What is being asked >>
Rewrite the records from the line with "Could you please outline every instance of the drumstick?" up to and including the line with "Please outline every instance of the drumstick.", renaming "drumstick" to "mallet" throughout and leaving all else unchanged. Give back only those lines.

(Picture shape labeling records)
++++++

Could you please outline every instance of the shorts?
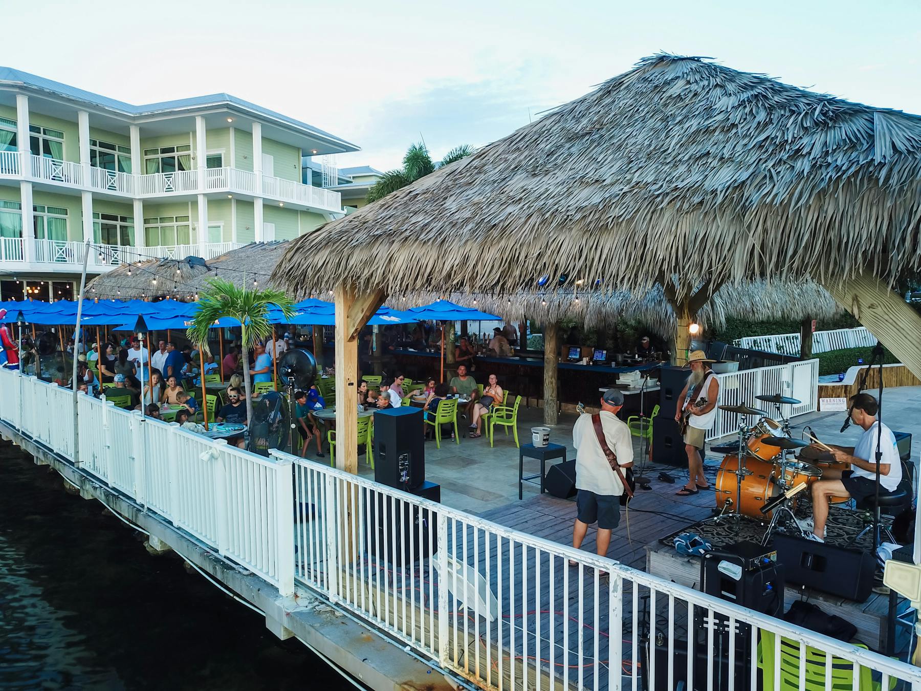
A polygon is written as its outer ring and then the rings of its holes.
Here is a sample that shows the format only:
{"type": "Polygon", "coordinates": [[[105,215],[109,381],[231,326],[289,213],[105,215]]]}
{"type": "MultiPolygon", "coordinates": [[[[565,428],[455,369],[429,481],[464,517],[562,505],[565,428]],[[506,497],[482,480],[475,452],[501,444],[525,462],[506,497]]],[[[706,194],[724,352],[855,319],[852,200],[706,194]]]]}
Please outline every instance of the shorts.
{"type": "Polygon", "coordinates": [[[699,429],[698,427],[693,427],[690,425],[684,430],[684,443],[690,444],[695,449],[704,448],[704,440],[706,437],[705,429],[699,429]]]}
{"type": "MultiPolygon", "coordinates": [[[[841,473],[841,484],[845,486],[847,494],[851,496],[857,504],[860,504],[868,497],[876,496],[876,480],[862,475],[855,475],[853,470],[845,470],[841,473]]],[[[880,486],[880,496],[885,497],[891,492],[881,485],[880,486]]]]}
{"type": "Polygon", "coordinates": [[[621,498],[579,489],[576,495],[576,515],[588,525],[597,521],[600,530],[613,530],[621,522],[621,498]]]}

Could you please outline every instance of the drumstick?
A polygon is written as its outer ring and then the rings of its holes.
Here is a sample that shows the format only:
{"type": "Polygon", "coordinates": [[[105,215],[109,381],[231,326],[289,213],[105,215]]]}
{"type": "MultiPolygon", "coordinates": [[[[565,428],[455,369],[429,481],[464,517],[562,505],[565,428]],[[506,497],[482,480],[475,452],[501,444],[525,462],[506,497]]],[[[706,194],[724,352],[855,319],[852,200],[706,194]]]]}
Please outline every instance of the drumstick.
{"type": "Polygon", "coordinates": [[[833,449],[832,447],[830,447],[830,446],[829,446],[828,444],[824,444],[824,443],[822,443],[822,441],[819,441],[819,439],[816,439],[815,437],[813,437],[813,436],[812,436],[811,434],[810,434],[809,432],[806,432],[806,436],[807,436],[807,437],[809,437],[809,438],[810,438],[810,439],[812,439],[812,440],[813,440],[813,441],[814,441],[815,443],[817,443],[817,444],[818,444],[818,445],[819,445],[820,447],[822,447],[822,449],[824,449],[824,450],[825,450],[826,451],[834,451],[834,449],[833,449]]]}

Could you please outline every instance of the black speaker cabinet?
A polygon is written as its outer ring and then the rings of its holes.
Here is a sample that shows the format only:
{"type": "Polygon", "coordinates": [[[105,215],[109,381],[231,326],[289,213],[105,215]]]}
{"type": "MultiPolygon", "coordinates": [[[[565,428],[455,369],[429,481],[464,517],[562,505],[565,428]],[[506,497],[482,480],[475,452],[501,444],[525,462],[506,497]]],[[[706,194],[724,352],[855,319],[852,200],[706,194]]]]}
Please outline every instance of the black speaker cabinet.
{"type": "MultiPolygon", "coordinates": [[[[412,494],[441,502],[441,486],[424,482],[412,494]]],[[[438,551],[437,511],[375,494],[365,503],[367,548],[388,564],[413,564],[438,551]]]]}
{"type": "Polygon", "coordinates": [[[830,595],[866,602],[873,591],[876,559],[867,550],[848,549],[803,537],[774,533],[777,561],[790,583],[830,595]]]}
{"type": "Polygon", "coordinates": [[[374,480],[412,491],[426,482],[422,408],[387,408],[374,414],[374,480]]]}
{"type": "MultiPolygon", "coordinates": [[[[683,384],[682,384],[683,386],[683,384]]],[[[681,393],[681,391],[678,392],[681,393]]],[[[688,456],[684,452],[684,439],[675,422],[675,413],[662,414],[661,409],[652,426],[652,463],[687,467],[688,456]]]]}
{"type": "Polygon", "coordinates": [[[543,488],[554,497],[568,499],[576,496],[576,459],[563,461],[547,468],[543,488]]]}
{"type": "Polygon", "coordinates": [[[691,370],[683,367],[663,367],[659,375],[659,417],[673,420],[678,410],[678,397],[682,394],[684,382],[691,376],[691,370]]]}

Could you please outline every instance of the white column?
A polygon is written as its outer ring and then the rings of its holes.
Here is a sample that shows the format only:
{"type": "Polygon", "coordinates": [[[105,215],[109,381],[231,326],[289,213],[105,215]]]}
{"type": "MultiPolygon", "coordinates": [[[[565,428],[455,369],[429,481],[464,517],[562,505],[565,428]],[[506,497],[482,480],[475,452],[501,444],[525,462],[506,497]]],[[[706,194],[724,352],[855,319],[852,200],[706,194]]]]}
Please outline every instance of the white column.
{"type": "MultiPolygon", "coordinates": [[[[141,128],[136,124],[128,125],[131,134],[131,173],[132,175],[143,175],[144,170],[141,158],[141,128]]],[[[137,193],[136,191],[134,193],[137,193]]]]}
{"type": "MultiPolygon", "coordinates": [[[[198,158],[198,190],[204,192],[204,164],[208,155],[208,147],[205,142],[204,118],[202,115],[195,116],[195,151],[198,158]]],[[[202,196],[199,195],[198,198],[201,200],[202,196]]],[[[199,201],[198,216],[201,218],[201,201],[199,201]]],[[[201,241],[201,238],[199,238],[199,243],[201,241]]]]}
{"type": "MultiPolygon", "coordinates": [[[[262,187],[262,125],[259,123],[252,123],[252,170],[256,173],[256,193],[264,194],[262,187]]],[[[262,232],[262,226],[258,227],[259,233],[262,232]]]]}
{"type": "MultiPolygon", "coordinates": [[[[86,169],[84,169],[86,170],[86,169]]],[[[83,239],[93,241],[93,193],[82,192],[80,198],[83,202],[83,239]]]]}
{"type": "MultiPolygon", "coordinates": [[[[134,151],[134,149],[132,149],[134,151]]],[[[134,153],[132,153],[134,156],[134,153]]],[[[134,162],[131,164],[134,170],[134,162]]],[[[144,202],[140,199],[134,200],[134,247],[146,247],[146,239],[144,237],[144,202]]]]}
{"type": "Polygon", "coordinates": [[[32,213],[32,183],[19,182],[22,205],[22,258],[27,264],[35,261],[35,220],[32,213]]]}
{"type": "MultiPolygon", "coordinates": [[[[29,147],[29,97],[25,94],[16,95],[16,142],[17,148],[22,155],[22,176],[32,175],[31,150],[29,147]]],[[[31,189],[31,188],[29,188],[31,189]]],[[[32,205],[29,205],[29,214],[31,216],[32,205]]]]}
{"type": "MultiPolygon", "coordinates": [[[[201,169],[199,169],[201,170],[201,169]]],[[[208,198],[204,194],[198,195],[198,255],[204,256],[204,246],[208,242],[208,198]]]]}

++++++

Reply >>
Could you please outline every instance of the mallet?
A polygon is written as its outer ring and then the rings of its holes.
Here is a sample that shows the format only:
{"type": "Polygon", "coordinates": [[[105,215],[109,381],[231,326],[289,213],[105,215]]]}
{"type": "MultiPolygon", "coordinates": [[[[565,428],[455,369],[429,481],[464,517],[562,505],[565,428]],[[506,497],[482,480],[475,452],[501,444],[525,462],[506,497]]],[[[706,194],[724,352],[855,319],[852,200],[706,194]]]]}
Please outline every instance of the mallet.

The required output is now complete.